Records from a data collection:
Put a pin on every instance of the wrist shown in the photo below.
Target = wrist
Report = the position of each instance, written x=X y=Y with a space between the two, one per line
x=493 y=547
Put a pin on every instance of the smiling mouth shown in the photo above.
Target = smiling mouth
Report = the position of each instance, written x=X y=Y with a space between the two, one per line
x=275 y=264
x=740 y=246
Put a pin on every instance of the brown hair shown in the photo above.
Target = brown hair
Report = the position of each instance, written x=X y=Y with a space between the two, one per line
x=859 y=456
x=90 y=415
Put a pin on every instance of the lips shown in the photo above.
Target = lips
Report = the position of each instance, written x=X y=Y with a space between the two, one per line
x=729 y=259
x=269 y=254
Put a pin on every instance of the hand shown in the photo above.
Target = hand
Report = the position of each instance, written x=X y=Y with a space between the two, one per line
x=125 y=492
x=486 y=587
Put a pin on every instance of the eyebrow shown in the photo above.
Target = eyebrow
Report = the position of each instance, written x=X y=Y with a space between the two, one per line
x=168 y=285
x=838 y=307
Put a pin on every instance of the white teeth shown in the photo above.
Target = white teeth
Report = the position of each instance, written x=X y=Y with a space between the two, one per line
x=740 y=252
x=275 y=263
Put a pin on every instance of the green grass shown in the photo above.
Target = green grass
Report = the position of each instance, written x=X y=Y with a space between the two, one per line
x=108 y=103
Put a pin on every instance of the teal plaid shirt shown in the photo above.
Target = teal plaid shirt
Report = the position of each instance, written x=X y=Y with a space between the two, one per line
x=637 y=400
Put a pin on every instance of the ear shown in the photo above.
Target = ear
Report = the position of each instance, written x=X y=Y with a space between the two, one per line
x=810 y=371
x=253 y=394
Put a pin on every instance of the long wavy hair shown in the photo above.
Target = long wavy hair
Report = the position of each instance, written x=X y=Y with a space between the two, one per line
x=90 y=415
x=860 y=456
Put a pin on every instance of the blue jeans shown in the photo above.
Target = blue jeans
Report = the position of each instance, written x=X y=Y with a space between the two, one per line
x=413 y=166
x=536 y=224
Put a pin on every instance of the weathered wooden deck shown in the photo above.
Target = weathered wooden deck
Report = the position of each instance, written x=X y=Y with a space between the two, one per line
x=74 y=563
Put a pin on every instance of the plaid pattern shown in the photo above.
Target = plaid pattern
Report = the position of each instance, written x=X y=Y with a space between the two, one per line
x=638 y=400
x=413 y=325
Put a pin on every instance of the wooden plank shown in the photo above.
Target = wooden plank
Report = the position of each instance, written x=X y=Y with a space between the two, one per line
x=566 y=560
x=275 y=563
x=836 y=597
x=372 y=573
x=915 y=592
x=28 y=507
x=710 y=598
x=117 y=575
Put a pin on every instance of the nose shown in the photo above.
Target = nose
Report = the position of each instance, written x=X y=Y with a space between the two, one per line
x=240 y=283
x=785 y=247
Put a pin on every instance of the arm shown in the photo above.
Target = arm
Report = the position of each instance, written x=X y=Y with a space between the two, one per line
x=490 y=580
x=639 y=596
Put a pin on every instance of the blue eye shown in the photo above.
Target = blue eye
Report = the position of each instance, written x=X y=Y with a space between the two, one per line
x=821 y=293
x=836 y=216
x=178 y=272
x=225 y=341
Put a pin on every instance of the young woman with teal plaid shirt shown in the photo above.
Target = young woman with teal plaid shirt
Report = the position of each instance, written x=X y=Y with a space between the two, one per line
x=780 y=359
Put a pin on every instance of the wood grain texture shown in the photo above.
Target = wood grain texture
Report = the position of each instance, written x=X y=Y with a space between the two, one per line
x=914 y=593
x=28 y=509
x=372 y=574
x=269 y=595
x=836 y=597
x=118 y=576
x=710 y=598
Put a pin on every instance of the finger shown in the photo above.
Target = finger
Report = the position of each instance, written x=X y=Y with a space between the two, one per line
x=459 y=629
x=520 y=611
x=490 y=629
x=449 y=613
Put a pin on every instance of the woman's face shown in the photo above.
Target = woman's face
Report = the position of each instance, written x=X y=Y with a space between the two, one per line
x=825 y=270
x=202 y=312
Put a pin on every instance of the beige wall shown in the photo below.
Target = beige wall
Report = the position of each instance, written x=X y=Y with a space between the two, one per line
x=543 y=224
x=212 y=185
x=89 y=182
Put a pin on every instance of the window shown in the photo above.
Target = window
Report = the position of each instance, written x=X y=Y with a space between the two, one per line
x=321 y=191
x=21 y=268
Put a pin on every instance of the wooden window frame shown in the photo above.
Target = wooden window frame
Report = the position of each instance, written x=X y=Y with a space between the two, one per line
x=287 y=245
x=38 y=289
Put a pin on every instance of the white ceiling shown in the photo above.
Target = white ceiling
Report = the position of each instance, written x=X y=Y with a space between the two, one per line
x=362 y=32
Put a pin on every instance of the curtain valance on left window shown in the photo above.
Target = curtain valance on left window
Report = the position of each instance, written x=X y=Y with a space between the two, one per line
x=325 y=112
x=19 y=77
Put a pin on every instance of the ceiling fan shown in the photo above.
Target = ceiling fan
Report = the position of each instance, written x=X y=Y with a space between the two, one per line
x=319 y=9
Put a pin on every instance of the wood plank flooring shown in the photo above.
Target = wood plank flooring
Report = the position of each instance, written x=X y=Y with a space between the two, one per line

* Activity *
The answer must be every line from the records above that contains the word "woman", copied out.

* Exercise response *
Put a pin on every instance of the young woman with teal plaid shirt shown in the photo above.
Target = young woman with teal plaid shirt
Put a pin on every instance of the woman's face shown in the photo above.
Target = woman's face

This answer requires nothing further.